RAW DATA
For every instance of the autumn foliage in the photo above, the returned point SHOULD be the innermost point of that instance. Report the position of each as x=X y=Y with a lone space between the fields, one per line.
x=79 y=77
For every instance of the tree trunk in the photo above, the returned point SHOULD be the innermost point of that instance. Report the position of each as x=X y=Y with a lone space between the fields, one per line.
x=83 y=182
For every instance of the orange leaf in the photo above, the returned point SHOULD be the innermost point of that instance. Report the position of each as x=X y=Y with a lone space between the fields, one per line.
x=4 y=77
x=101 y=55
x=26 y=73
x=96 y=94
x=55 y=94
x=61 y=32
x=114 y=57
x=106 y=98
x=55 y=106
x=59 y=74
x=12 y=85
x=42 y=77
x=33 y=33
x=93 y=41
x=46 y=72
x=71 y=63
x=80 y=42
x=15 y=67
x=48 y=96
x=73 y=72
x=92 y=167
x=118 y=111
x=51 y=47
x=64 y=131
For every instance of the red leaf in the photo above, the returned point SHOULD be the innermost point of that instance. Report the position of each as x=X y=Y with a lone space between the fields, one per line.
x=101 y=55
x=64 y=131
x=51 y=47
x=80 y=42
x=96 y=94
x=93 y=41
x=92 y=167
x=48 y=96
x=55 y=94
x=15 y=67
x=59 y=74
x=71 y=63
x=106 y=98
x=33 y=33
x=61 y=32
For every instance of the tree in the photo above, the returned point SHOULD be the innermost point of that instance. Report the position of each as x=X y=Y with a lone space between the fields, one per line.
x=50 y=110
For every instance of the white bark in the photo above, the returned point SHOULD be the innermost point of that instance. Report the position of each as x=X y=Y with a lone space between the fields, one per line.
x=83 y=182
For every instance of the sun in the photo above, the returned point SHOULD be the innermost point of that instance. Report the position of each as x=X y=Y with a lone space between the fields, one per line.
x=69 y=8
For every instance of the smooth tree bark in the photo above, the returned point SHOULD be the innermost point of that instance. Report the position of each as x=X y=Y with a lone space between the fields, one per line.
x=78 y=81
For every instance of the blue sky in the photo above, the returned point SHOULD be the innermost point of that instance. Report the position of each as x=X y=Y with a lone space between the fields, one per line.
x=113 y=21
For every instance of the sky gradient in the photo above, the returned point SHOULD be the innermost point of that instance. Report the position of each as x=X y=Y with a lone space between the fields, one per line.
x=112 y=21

TASK TO COMPLETE
Repeat word for word each line from the one with "For every instance of the tree in" to the end of the records above, inclusive.

REPLY TO THE TASK
For every instance of the tree in the photo above, the returned point SHOULD be the innermost point of that instance. Report the position of each as x=X y=Y with a lone space between the fields, one per line.
x=50 y=110
For every instance of the white bark in the photo above, the returned point SHOULD be the innermost point of that instance. Report the position of each as x=X y=Y with a lone space between the fields, one per line.
x=83 y=182
For every instance of the sun in the photo above, the returned point SHOULD be the innermost point of that instance. Report the position of each as x=X y=Y with a lone space between the fields, one per line.
x=69 y=8
For every instance of the smooth tree bark in the photo above, the returned point SHOULD be the innermost point of that instance. Report the position of each as x=X y=Y with a lone space between the fields, one per line.
x=78 y=81
For every instance of the blue sky in the photo above, the returned point SHOULD be the innermost point of that instance. Report the position of each as x=X y=Y with a lone space between the fields, one per line.
x=113 y=21
For every instance of the sky gradient in the photo above, the returned point SHOULD be the innermost point of that instance. Report the position of each as x=X y=Y with a lone space between the fields, one per line.
x=112 y=21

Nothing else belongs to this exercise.